## Document extract
---+---
I’m not an altruist and I don’t see any reasons to approach issues in this framework.
So, how do you want to measure it if you don’t trust the market? The market is all about revealed preferences, if you don’t think it’s adequate, tell me how to evaluate the “value to society” or “the utility created for other people” by, say, Alice standing over there.
People say that they do. I think they quite often they are deluding themselves.
And, of course, aren’t you assuming the automatic fulfillment of basic needs? Will you still want to “help people” if it means your own kids will go hungry?
Ah. Well, the context of this thread was:
I think that a significant issues of bias comes from people who are trying to be rationalist over-valuing things that are easy to measure just because they are easy to measure. I agree with you that it’s harder to measure, but that doesn’t mean it’s not just as important.
Let me give a quick thought experiment about my thinking of the subject. Let’s say that you really want to advance science as quickly as possible. Right now, your options are you can either work as a scientist for $40,000 a year, or you can work in finance, earn $100,000 a year, and then donate $20,000 a year to scientific research. If most people choose the better paying job, then the people hiring scientists will be forced to pay them more and more in order to hire them. Eventually, the price of a scientist would go up to $80,000 or $90,000 a year. So even though science is getting somewhat better funding from the extra charity money coming in, it’s likely not enough to cover the higher cost of hiring scientists.
That’s obviously an over-simplified example, and there’s really not enough information to say one way or the other, but that’s the way I’m thinking about the subject.
---+---
## Recorded data
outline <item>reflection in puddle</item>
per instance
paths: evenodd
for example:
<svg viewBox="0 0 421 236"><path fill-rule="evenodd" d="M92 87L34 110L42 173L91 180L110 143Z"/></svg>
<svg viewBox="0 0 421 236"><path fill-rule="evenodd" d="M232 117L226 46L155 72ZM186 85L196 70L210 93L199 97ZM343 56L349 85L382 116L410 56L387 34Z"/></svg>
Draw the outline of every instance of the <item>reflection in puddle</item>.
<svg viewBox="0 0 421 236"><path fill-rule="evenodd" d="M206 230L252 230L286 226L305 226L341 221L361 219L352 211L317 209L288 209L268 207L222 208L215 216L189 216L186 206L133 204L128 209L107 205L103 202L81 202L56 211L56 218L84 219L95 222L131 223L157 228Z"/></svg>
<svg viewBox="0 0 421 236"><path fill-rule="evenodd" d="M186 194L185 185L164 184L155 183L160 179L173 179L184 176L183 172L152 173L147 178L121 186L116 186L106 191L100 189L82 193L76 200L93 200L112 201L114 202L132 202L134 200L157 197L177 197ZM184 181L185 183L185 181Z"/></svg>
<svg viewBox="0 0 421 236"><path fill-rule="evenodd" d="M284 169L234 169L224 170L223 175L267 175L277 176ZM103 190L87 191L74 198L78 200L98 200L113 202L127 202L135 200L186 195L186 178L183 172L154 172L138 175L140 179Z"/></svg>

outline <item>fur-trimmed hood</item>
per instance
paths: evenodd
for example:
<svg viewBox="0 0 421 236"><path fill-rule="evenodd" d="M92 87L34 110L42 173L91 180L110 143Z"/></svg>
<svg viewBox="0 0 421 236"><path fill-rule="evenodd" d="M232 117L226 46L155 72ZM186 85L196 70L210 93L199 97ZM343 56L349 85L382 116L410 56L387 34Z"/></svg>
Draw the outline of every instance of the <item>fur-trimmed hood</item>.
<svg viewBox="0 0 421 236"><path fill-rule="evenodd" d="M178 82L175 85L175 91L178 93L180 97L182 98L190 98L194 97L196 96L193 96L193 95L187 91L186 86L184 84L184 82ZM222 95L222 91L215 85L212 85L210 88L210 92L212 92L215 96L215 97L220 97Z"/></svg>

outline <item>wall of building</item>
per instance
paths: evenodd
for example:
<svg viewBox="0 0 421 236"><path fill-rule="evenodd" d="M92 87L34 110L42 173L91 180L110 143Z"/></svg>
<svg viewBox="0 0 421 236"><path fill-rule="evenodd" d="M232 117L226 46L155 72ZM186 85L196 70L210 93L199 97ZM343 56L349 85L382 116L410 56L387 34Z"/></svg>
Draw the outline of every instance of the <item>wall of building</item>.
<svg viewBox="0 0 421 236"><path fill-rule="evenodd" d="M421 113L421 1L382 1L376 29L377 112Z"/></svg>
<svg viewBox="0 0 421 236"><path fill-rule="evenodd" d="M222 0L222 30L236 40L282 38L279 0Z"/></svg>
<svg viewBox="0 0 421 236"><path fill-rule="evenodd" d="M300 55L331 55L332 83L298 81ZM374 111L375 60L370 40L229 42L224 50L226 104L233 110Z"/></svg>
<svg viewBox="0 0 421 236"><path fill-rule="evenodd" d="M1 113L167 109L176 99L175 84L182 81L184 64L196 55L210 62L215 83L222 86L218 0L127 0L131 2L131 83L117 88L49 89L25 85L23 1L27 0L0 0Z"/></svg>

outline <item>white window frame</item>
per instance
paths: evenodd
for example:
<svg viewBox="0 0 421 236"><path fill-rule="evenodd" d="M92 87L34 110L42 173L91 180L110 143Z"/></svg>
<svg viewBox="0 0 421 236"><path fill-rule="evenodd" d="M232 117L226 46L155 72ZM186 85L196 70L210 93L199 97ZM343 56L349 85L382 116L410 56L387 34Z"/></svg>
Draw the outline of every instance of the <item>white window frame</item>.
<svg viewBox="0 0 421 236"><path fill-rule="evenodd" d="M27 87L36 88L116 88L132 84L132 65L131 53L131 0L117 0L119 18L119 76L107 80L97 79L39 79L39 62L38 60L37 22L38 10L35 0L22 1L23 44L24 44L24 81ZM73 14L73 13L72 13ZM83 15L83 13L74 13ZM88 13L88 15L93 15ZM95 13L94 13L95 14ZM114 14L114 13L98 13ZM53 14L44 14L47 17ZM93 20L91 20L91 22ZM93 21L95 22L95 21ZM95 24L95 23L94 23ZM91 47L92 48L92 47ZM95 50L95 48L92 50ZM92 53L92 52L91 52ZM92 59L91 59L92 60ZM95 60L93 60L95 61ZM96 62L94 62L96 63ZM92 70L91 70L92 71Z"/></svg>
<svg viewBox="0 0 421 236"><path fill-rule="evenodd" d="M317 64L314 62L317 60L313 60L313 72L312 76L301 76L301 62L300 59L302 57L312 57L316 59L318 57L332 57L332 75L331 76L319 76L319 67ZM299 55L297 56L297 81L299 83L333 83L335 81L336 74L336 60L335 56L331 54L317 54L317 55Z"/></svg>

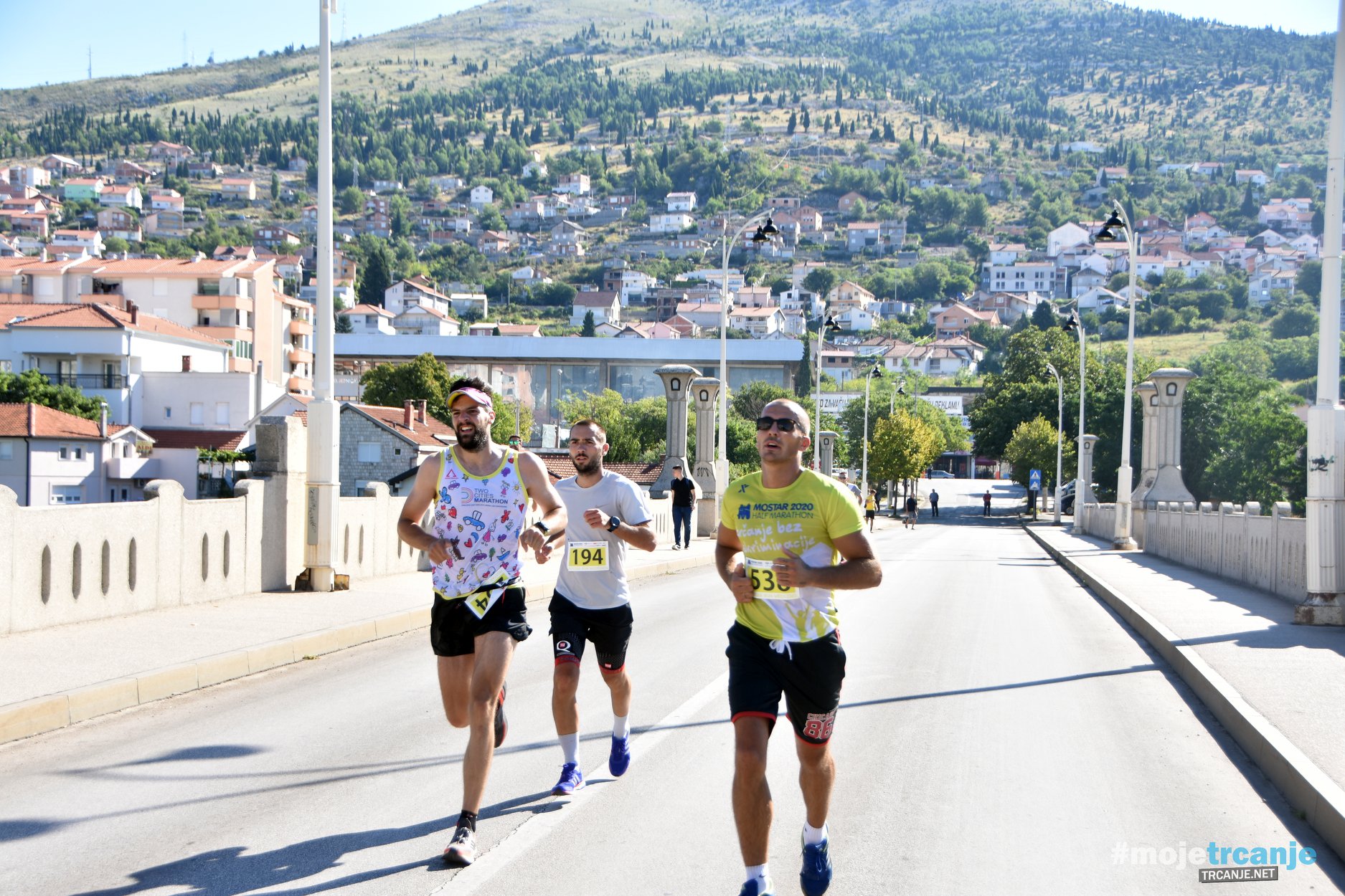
---+---
## Exercise prompt
Carry on the discussion about measuring social value and choosing between science and finance with the passage that comes next. The records have no connection to the text.

## Reply
Perhaps. Human motivation is a very complicated thing, obviously.
I think, very often, “a job where I help people” and “a job I find personally satisfying” are very deeply linked concepts, at least for a lot of people. So, maybe people help people because they want to help people; maybe people help people because it makes them feel good when they help people; maybe people just want to think that they’re the kind of people who feel good when they help people, or maybe (most likely, even) it’s some combination of all three. So what?
I’m assuming that the education job or science job or whatever does at least pay enough to fill basic needs, yes. If there aren’t any jobs at all in field X, then you probably shouldn’t go in that direction.
OK. The first question is, can you advance science? You get gold stars for participation only in the kindergarten. Any reason you think you will actually produce value as a scientist instead of being a burden to be dragged along?
A funny comparison you’re setting up. For equivalent situations, don’t you want to donate $60,000?
That may or may not be true—you will have to make strong assumptions about several things to argue any side of this case.
The point is that altruism is rare. Not that many people are willing to make personal sacrifices purely for the good of others.
You could just as easily ask “can you succeed in finance”? Obviously, if you don’t actually have the ability to do a certain job, then you probably shouldn’t make that your career path.
I would say that if you are working in finance, living in a financial center (say, New York City), and most people you know are also working in finance, it would be very difficult to live on $40,000 a year. You would be expected by your social acquaintances to own expensive suits, to drive a nice car, to go on expensive social outings, ect.
Giving 20% of your income, the way I’m suggesting, is itself a really, really hard thing to do. Most people don’t manage to give 10%.
Interesting. What makes you think that? My impression is that most people tend to be at least somewhat altruistic, and that “altruistic emotional rewards” (like “the joy you get from helping someone else”) tend to be a major driving factor in many people’s decision making processes.
I am not quite sure why that is relevant. Expectations of your social acquaintances are a really bad way to run your life.
I look at what people do, not at what they say.